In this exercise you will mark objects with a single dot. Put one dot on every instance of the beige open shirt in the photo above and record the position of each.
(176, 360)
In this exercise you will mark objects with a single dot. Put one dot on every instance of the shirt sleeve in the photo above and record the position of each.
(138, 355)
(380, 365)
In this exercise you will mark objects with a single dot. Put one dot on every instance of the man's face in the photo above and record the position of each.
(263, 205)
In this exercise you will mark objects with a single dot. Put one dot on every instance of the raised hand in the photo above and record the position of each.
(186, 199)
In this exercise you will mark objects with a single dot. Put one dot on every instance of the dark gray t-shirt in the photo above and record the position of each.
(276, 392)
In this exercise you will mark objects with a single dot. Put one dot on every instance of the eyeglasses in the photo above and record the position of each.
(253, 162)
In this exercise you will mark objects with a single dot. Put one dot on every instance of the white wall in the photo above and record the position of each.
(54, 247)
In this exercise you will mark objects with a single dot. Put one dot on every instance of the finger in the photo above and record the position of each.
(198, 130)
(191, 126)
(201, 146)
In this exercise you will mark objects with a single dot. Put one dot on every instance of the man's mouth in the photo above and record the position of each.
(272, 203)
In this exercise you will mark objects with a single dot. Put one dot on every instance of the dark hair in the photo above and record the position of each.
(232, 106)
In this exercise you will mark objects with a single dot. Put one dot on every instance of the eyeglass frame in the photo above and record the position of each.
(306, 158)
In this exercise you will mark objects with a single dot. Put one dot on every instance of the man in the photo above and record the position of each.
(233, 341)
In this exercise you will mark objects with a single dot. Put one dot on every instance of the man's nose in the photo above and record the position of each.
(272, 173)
---
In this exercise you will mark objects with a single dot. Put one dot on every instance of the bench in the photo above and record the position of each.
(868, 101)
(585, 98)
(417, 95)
==
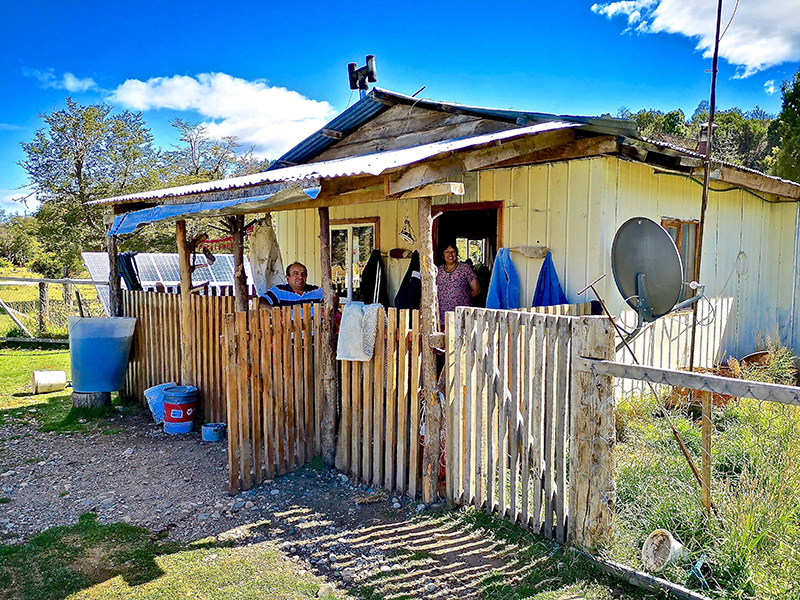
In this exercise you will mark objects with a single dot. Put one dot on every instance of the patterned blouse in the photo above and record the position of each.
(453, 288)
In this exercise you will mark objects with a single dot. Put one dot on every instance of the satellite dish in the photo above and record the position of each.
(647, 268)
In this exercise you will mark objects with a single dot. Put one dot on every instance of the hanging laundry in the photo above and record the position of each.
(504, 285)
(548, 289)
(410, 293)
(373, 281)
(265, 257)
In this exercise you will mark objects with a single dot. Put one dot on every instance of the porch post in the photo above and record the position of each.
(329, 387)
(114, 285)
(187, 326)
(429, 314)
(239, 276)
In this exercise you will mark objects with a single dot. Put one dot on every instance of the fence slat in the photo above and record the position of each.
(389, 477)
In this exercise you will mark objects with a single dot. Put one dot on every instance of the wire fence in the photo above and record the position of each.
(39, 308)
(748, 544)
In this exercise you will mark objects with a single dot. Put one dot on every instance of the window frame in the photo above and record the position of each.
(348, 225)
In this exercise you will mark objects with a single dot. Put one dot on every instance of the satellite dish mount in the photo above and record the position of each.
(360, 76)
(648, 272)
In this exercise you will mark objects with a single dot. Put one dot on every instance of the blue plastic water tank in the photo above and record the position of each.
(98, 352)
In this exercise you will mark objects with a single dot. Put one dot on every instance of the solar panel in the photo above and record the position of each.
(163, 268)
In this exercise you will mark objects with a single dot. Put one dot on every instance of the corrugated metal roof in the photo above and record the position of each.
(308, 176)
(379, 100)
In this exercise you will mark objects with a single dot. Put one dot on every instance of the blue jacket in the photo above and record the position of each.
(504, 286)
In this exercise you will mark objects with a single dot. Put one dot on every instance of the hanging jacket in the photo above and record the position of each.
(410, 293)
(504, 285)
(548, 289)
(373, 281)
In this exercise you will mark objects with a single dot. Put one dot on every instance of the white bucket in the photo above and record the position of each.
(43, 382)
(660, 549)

▶ _GIVEN INSTRUCTION_: Please count the lines in the entries above that contain the word "hanging", with case taken into account, and give only the number.

▶ _EXERCISE RESPONSE_: 2